* INSTRUÇÃO ESCRITA 1 *
Indique se cada afirmação, (a), (b) e (c), está de acordo com o texto sobre os jovens designers de moda, respondendo sim ou não e citando literalmente as palavras do texto que decidem a resposta. (a) A primeira coleção em nome individual acontece no final do primeiro ano do Mestrado em Design de Moda. (b) A newsletter reúne 30 jovens designers. (c) O Instagram é apontado como a principal rede social repleta de imagética.

* TEXTO FORNECIDO *
☆ ☆ ☆ ☆ ☆ ☆ ☆

Fashion Graduates Chronicles: Asas para Voar - Parte I

Esta newsletter reúne 25 jovens designers num ensaio em duas partes é algo de que estou muito orgulhosa. Jovens talentos que esboçam o próprio futuro, mas que para já festejam o enorme marco que é a primeira coleção em nome individual. Algo que neste caso acontece no final do primeiro ano do Mestrado em Design de Moda na Faculdade de Arquitetura de Lisboa.
Todos podemos descrever a cara dos principais diretores criativos do Sistema de Moda atual, mas quantas vezes vimos fotos dos estudantes de Moda, para lá de imagens dos seus trabalhos?
Sim, as redes sociais, principalmente o Instagram, estão repletas de imagética... mas quem são, o que fizeram e para onde vão? No futuro, todos terão tempo de ouvir tantas e tantas opiniões, críticas e perspetivas... agora fazem-se ouvir, ver e ler.

☆ ☆ ☆ ☆ ☆ ☆ ☆

* REGISTOS FORNECIDOS *
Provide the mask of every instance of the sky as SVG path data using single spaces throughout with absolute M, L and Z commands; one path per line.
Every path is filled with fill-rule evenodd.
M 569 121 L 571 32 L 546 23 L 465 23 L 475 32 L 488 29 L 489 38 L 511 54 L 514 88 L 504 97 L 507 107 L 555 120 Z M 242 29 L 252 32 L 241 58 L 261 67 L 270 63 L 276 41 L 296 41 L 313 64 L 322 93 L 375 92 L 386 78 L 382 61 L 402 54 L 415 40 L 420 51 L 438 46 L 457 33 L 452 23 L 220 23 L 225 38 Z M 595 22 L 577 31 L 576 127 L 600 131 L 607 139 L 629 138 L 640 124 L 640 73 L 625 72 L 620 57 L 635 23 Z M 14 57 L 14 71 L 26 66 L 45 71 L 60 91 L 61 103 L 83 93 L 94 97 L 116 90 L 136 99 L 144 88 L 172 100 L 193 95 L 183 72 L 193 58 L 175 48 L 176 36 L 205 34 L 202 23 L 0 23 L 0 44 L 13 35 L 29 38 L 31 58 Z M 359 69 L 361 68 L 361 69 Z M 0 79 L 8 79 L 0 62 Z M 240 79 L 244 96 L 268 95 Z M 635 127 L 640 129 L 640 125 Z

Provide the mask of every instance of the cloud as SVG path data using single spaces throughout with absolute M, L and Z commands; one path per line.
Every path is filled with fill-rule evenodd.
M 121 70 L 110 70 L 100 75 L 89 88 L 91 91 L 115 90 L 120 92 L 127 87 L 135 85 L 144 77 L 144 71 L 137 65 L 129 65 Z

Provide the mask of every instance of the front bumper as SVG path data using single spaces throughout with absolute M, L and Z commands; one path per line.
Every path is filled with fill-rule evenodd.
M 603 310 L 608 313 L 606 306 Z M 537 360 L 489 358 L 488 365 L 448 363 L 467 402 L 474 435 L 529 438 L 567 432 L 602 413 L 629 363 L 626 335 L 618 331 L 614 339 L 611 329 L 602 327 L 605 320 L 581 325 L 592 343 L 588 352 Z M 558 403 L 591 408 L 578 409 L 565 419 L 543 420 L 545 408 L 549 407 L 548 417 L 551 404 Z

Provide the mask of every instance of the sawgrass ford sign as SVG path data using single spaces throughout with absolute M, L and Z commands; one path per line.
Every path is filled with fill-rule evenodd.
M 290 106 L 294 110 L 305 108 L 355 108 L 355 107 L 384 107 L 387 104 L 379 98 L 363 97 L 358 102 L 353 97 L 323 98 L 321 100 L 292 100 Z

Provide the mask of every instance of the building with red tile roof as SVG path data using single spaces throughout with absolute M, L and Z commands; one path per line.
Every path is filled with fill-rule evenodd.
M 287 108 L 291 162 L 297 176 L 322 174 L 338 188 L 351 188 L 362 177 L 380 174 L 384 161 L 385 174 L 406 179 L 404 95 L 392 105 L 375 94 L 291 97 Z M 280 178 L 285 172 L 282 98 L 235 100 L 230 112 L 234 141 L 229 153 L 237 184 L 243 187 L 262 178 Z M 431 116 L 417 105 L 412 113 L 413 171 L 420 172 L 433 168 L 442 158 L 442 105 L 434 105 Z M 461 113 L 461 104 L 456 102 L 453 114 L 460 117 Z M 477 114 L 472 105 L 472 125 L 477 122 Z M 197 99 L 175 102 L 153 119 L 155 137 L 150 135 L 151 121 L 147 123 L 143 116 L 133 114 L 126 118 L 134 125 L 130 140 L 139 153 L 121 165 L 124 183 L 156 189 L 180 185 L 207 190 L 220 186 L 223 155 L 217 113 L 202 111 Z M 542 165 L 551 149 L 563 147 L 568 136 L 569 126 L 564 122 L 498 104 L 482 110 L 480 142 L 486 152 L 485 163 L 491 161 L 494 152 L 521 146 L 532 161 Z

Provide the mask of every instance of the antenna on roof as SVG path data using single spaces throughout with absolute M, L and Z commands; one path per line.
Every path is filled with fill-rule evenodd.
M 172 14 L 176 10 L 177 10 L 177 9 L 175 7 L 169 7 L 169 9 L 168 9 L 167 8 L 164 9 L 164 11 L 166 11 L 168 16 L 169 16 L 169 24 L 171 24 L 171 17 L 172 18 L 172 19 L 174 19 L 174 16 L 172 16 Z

☆ ☆ ☆ ☆ ☆ ☆ ☆

* INSTRUÇÃO ESCRITA 2 *
Disponha em tabela Markdown o trecho da listagem que vai da linha que contém "Provide the mask of every instance of the sawgrass" até à linha que contém "M 290 106 L", incluindo ambas. Use as colunas «Número», com a numeração sequencial das linhas, e «Linha da listagem», e omita as linhas em branco.

* RESPOSTA COMPLETA 1 *
(a) Sim: «Algo que neste caso acontece no final do primeiro ano do Mestrado em Design de Moda na Faculdade de Arquitetura de Lisboa.»
(b) Não: «Esta newsletter reúne 25 jovens designers num ensaio em duas partes»
(c) Sim: «as redes sociais, principalmente o Instagram, estão repletas de imagética»

* RESPOSTA COMPLETA 2 *
| Número | Linha da listagem |
|---|---|
| 1 | Provide the mask of every instance of the sawgrass ford sign as SVG path data using single spaces throughout with absolute M, L and Z commands; one path per line. |
| 2 | Every path is filled with fill-rule evenodd. |
| 3 | M 290 106 L 294 110 L 305 108 L 355 108 L 355 107 L 384 107 L 387 104 L 379 98 L 363 97 L 358 102 L 353 97 L 323 98 L 321 100 L 292 100 Z |